Problem: Would you please return all of the entries below exactly as shown?

Data for processing:

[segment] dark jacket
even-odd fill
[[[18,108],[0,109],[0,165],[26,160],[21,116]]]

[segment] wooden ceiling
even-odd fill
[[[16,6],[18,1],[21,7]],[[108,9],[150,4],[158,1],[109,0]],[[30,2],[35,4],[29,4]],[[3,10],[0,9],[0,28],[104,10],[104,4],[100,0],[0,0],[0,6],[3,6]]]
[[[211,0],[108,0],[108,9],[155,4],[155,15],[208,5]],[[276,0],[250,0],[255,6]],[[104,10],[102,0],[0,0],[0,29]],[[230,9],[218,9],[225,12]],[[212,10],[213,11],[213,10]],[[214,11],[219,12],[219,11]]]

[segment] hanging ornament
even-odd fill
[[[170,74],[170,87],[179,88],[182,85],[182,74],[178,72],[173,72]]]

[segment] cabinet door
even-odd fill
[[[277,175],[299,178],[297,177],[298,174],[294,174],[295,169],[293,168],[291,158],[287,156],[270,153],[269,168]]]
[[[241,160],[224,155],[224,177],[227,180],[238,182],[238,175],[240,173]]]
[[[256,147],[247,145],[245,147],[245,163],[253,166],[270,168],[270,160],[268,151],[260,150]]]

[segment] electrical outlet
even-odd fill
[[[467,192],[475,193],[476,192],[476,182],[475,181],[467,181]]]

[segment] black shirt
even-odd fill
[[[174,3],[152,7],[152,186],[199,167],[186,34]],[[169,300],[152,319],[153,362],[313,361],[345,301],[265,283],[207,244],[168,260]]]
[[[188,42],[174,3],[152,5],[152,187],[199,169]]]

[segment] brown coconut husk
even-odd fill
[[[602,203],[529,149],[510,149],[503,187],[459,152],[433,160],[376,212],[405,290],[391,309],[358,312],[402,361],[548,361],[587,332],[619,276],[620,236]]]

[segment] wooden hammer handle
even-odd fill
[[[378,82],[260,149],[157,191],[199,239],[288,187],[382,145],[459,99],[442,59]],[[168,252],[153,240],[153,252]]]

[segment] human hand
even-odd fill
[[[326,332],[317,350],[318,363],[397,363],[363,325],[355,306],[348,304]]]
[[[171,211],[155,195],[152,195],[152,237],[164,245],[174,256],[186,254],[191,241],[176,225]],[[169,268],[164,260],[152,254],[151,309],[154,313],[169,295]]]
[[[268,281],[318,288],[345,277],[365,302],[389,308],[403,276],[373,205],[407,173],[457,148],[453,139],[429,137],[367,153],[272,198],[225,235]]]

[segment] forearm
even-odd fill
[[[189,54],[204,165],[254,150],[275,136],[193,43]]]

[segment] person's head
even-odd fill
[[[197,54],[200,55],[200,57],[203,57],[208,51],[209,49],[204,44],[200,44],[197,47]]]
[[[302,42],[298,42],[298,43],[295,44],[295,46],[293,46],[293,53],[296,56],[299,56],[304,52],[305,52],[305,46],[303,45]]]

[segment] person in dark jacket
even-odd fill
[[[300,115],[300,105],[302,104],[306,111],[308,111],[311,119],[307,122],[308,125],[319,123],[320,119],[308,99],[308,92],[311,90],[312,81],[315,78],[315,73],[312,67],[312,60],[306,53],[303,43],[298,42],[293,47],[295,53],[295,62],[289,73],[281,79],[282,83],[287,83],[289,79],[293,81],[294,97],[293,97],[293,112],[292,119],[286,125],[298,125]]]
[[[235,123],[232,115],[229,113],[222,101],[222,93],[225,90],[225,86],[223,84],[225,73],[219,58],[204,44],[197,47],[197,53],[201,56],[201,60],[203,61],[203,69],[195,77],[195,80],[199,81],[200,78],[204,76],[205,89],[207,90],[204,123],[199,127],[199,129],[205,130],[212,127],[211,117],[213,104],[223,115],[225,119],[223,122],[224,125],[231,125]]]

Written response:
[segment] dark jacket
even-odd fill
[[[18,108],[0,109],[0,165],[26,160],[21,116]]]

[segment] wooden ceiling
even-odd fill
[[[16,6],[18,1],[21,7]],[[108,9],[150,4],[158,1],[109,0]],[[30,2],[35,4],[29,4]],[[3,10],[0,9],[0,28],[104,10],[104,4],[100,0],[0,0],[0,6],[3,6]]]
[[[211,0],[108,0],[108,9],[155,4],[155,15],[208,5]],[[276,0],[250,0],[255,6]],[[104,10],[102,0],[0,0],[0,29]],[[230,9],[218,9],[225,12]],[[212,10],[213,11],[213,10]],[[214,11],[219,12],[219,11]]]

[segment] hanging ornament
even-odd fill
[[[170,74],[170,87],[179,88],[182,85],[182,74],[178,72],[173,72]]]

[segment] cabinet door
even-odd fill
[[[277,175],[299,178],[297,177],[298,174],[294,174],[295,169],[293,168],[291,158],[287,156],[270,153],[269,168]]]
[[[241,160],[224,155],[224,177],[227,180],[238,182],[238,175],[240,173]]]
[[[256,147],[247,145],[245,147],[245,163],[253,166],[270,168],[270,160],[268,151],[260,150]]]

[segment] electrical outlet
even-odd fill
[[[467,192],[475,193],[476,192],[476,182],[475,181],[467,181]]]

[segment] black shirt
even-odd fill
[[[174,3],[152,7],[152,186],[199,167],[186,34]],[[169,300],[152,319],[153,362],[313,361],[345,301],[265,283],[207,244],[168,260]]]
[[[188,42],[174,3],[152,5],[152,187],[199,169]]]

[segment] brown coconut husk
even-odd fill
[[[602,203],[529,149],[510,149],[503,187],[459,152],[433,160],[376,212],[405,290],[391,309],[358,312],[402,361],[548,361],[587,332],[619,276],[620,236]]]

[segment] wooden hammer handle
even-odd fill
[[[378,82],[260,149],[157,191],[199,239],[288,187],[382,145],[459,99],[442,59]],[[168,252],[153,240],[153,252]]]

[segment] human hand
even-odd fill
[[[326,332],[317,350],[318,363],[397,363],[363,325],[355,306],[348,304]]]
[[[171,211],[155,195],[152,195],[152,237],[164,245],[174,256],[186,254],[191,241],[176,225]],[[169,268],[164,260],[152,254],[151,309],[154,313],[169,295]]]
[[[268,281],[318,288],[345,277],[365,302],[389,308],[403,276],[373,205],[407,173],[457,148],[453,139],[429,137],[367,153],[272,198],[225,235]]]

[segment] forearm
even-odd fill
[[[189,54],[204,165],[254,150],[275,136],[193,43]]]

[segment] person's head
even-odd fill
[[[197,54],[200,55],[200,57],[203,57],[208,51],[209,49],[204,44],[200,44],[197,47]]]
[[[302,42],[298,42],[298,43],[295,44],[295,46],[293,46],[293,53],[296,56],[299,56],[304,52],[305,52],[305,46],[303,45]]]

[segment] person in dark jacket
even-odd fill
[[[300,115],[300,105],[302,104],[306,111],[308,111],[311,119],[307,122],[308,125],[319,123],[320,119],[308,99],[308,92],[311,90],[312,81],[315,78],[315,73],[312,67],[312,60],[306,53],[303,43],[298,42],[293,47],[295,53],[295,62],[289,73],[281,79],[282,83],[287,83],[289,79],[293,81],[294,97],[293,97],[293,112],[292,119],[286,125],[298,125]]]
[[[235,123],[232,115],[229,113],[222,101],[222,93],[225,90],[225,86],[223,84],[225,73],[219,58],[204,44],[197,47],[197,53],[201,56],[201,60],[203,61],[203,69],[195,77],[195,80],[199,81],[200,78],[204,76],[205,89],[207,90],[204,123],[199,127],[199,129],[205,130],[212,127],[211,117],[213,104],[223,115],[225,119],[223,122],[224,125],[231,125]]]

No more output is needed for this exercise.